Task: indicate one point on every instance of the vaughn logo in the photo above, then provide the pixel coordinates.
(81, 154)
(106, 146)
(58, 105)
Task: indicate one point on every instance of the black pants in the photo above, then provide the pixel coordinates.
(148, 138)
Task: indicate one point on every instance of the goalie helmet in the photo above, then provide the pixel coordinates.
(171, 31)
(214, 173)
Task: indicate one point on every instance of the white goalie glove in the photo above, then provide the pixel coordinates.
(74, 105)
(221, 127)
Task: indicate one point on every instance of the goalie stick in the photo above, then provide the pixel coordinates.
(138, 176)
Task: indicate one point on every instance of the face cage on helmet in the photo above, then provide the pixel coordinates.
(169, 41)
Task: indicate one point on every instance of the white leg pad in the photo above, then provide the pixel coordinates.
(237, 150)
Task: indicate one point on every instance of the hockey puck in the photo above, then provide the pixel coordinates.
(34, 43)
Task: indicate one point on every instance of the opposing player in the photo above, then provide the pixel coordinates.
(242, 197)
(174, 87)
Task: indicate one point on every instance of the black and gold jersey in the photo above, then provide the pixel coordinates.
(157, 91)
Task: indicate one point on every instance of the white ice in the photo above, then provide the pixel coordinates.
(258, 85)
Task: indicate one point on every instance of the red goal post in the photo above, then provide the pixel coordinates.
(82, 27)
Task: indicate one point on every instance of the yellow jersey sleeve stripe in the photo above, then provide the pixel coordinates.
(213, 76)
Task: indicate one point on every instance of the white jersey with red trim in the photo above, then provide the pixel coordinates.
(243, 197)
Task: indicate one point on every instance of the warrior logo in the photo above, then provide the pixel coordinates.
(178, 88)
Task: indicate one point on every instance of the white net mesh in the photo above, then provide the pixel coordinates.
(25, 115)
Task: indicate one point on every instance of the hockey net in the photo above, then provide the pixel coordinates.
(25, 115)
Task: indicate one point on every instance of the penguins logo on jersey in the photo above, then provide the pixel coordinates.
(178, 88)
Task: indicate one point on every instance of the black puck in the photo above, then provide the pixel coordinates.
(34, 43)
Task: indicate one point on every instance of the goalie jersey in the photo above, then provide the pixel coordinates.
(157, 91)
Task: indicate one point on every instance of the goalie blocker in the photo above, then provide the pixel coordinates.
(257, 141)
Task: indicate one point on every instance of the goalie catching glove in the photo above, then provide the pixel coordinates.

*-*-*

§ PROBLEM STATEMENT
Send back the complete listing, identical to the original in every line.

§ ANSWER SPACE
Task: indicate one point on every instance of the vaughn logo in the photo above, then provide the pixel coordinates.
(81, 154)
(106, 146)
(58, 105)
Task: indicate one point on every instance of the black pants in the photo above, then provide the pixel coordinates.
(148, 138)
Task: indicate one point on every instance of the goalie helmet in the photo above, then provide the pixel coordinates.
(171, 31)
(214, 173)
Task: indicate one point on every instance of the white goalie glove in the photo above, then provide the pixel coordinates.
(74, 105)
(221, 127)
Task: indicate one point on every instance of the goalie stick in the photo above, then provide the pixel coordinates.
(138, 176)
Task: indicate one point on every instance of the face cage on helmet in the photo above, then provide the pixel coordinates.
(169, 41)
Task: indicate one point on every instance of the white leg pad in the photo above, then provide the pixel coordinates.
(237, 150)
Task: indicate one point on every instance of the hockey puck in the photo above, then provide the pixel coordinates.
(34, 43)
Task: indicate one point on every instance of the opposing player in the photo above, then provide the pixel coordinates.
(242, 197)
(174, 87)
Task: indicate one point on every instance of the black and gold jersey in the photo above, then provide the pixel coordinates.
(157, 91)
Task: indicate one point on every instance of the white ice in the photo above, then provide the pixel coordinates.
(258, 85)
Task: indicate one point on every instance of the red goal post in the photo above, then provide the pixel coordinates.
(82, 27)
Task: indicate one point on every instance of the yellow jersey sleeve stripe in the photo above, then provide the pixel coordinates.
(213, 76)
Task: indicate one point on every instance of the white jersey with red trim in the photo above, then provide the pixel coordinates.
(243, 197)
Task: indicate one point on every instance of the warrior logo in the photo above, then provide the pixel coordinates.
(178, 88)
Task: indicate one point on every instance of the white net mesh in the photo above, then provide the pixel coordinates.
(25, 115)
Task: indicate one point on every instance of the hockey net in the photo above, then provide the pixel coordinates.
(25, 115)
Task: indicate one point on every instance of the penguins logo on jersey in the photo above, then provide the pixel coordinates.
(178, 88)
Task: indicate one point on every instance of the black puck in the photo above, then provide the pixel coordinates.
(34, 43)
Task: indicate one point on every instance of the goalie jersey in the photo above, then provide the pixel coordinates.
(157, 91)
Task: indicate one point on every instance of the goalie blocker in the photo above, then provide the pixel coordinates.
(257, 141)
Task: indicate one point on every instance of the goalie catching glove in the photo above, then provide the pixel coordinates.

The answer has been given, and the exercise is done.